:: PROVIDED RECORDS

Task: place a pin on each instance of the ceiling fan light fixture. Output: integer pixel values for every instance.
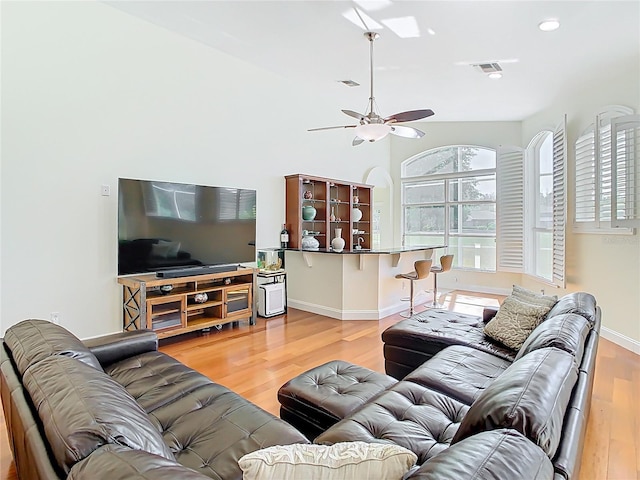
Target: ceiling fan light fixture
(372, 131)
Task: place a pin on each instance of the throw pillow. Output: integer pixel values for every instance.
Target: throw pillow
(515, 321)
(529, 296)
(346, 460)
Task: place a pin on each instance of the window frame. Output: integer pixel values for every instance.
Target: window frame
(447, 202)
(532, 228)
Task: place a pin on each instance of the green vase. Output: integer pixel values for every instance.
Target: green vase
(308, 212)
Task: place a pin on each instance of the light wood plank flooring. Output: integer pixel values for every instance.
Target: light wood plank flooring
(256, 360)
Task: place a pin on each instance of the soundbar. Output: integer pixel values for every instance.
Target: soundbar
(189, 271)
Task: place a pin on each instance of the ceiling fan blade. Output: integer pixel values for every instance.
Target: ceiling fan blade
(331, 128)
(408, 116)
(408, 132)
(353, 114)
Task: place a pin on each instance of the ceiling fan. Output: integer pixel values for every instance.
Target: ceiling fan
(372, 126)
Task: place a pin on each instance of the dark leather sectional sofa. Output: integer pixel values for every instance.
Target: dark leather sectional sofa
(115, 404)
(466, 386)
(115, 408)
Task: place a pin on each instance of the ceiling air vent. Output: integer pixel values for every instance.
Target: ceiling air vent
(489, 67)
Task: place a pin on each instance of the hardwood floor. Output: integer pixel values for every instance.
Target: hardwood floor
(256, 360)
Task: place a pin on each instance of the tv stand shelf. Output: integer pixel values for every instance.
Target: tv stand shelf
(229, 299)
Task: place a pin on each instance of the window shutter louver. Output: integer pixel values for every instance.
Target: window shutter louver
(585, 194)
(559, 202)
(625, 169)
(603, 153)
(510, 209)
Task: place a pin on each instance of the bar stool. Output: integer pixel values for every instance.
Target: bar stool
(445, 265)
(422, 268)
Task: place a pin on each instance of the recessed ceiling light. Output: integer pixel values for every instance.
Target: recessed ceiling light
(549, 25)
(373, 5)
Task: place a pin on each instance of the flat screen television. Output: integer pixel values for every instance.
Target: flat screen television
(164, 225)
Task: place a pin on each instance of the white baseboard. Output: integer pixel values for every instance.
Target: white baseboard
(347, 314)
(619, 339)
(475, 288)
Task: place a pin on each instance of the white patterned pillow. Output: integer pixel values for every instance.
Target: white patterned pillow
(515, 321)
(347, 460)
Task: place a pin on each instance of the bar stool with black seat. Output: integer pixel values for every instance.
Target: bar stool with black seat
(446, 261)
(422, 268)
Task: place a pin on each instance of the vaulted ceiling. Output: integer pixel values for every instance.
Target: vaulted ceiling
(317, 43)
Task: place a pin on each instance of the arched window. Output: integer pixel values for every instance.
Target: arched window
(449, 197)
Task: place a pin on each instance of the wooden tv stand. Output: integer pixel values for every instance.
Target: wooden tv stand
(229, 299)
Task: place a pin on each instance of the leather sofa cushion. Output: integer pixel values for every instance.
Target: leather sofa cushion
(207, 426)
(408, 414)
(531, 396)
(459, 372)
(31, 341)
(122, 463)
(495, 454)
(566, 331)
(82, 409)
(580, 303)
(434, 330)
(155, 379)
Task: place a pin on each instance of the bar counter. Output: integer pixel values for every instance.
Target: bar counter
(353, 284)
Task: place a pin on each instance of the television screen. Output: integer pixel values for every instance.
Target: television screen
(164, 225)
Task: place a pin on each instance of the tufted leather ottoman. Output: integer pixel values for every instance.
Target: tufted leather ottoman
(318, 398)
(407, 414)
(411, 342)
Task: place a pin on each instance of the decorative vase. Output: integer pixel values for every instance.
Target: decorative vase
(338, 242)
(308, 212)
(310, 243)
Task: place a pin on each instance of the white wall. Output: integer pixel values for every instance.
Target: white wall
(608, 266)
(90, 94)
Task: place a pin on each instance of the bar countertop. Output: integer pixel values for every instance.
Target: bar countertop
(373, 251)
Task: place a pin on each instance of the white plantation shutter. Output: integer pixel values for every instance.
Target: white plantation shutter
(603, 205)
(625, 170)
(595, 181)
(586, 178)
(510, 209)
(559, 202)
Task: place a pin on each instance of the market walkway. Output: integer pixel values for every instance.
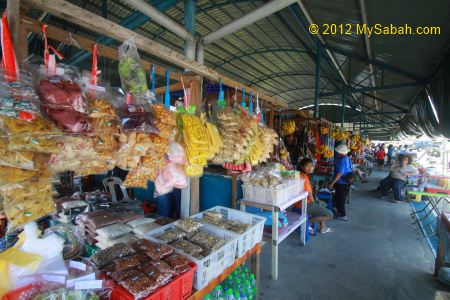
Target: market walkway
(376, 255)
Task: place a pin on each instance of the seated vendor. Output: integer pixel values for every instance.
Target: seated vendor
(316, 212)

::::

WHAT IS BEING ASKED: Output all of the material above as a two-column CSV with headers instruction and points, one row for each thing asked: its wording under instruction and the coordinates given for it under points, each in one quoted field with line breaks turned into spaces. Leave the pictures out.

OUTPUT FOR THIS EXERCISE:
instruction,points
"Task: place a pin on each instance of the ceiling fan light fixture. Output: integer pixel values for every instance. Target: ceiling fan light fixture","(372, 131)"
"Task: place a pin on each instance of the throw pillow. Output: integer pixel values for every instance. Target: throw pillow","(515, 321) (529, 296) (346, 460)"
"Task: place a pin on each instance of the window frame. Output: integer pixel values for every instance. Target: window frame","(447, 202) (532, 228)"
"Task: place a pin on each instance of the green vase. Output: integer pixel values for every instance. Target: green vase","(308, 212)"
"Task: place a pin on each instance of the light wood plank flooring. Output: integer pixel values for every instance. Target: light wood plank flooring","(256, 360)"
"Task: place a pin on each instance of the soundbar. Output: integer pixel values for every instance. Target: soundbar","(189, 271)"
"Task: place a pin on each instance of the ceiling fan blade. Output: integer pixel values for every instance. Target: ceiling fan blade","(331, 128) (408, 116) (408, 132) (353, 114)"
"Task: place a pin on each instance of the ceiling fan. Output: integer pixel values for every instance. Target: ceiling fan","(372, 126)"
"Task: place a pin on each instance of the dark leather sectional sofa. Output: integer pixel values for every instance. Target: dark leather sectional sofa","(115, 404) (466, 386) (115, 408)"
"Task: place a pin on each instance of the ceiling air vent. Output: integer pixel values for every instance. Target: ceiling air vent","(489, 67)"
"Task: place a pin on each instance of the hardwood floor. Output: integer pixel values for every instance. Target: hardwood floor","(256, 360)"
"Task: place a pin on each instance of the tv stand shelf. Output: integer pixel values for every instance. Target: tv stand shelf","(229, 299)"
"Task: place a pin on each instance of the window shutter louver. Output: integer pixel values for every instance. Target: window shutter louver","(585, 194) (559, 202) (625, 169) (603, 153) (510, 209)"
"Task: place a pin on each instance of the bar stool. Output: integer pixel values for every instance. Target: bar stool","(445, 265) (422, 268)"
"Task: place a pin on each instance of the recessed ceiling light. Output: integer pixel values for every instance. Target: recessed ceiling light","(549, 25) (373, 5)"
"Task: place a pin on each instance of the flat screen television. Output: integer pixel values for every instance. Target: flat screen television","(164, 225)"
"Task: place a pin on each instance of the white baseboard. Output: integer pixel values for every instance. Target: white baseboard","(347, 314) (619, 339) (475, 288)"
"Task: place a pin on each instance of the white patterned pillow. Output: integer pixel values for every instance. Target: white patterned pillow","(515, 321) (347, 460)"
"Task: place a pin on each instance of the bar stool with black seat. Output: integer pixel values for every instance. Target: bar stool with black seat","(446, 261) (422, 268)"
"Task: place a pin on each instance of the vaulted ceiling. Output: integer pixel values for every instance. Target: vaulted ceiling","(317, 43)"
"Task: place a pin on each instance of the arched window. Output: integer pixel values for every instance. Target: arched window","(449, 197)"
"Task: place a pin on each instance of the wooden tv stand. Output: integer pixel values for every instance. Target: wooden tv stand","(229, 299)"
"Task: place a pin on each instance of the leather sofa cushion. Output: integer pixel values for every instance. Target: leather sofa cushion","(207, 426) (408, 414) (531, 396) (459, 372) (31, 341) (122, 463) (495, 454) (566, 331) (82, 409) (580, 303) (434, 330) (155, 379)"
"Task: place a pin on each instance of the bar counter. Output: integer pixel values for every instance. Target: bar counter","(353, 284)"
"Task: place a pin on each instance of the television screen. Output: integer pixel values for every instance. Target: television screen","(164, 225)"
"Task: place a pin on each instance of the tufted leather ottoman. Output: integer pixel values for every instance. Target: tufted leather ottoman","(318, 398) (407, 414) (411, 342)"
"Task: place a pin on each instance of the decorative vase. Output: integer pixel values for every instance. Target: decorative vase","(338, 242) (308, 212) (310, 243)"
"Task: place a pin on each instance of the white wall. Output: integer pixel values for every instance. Target: white wall","(608, 266) (90, 94)"
"Task: place a pin on each instance of the bar countertop. Output: integer pixel values for every instance. Target: bar countertop","(373, 251)"
"Task: place a pin on each instance of the white plantation shutter. Output: integer pixel values for every instance. Target: white plantation shutter","(603, 205) (625, 170) (595, 181) (586, 178) (510, 209) (559, 202)"
"Task: place a pin on each instance of the market walkway. Output: integer pixel values for every instance. Target: market walkway","(376, 255)"
"Task: place a pin on each instance of the seated vendor. Output: integer pixel values for every instance. Target: seated vendor","(316, 212)"